**** Data excerpts ****

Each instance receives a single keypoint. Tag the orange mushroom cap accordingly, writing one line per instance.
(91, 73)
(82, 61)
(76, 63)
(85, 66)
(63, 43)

****

■ **How to complete this task**
The material is to be given again in full and without variation.

■ **Exercise solution**
Each instance receives a single keypoint. Tag the orange mushroom cap accordingly, writing one line per instance.
(91, 73)
(82, 61)
(76, 63)
(85, 66)
(63, 43)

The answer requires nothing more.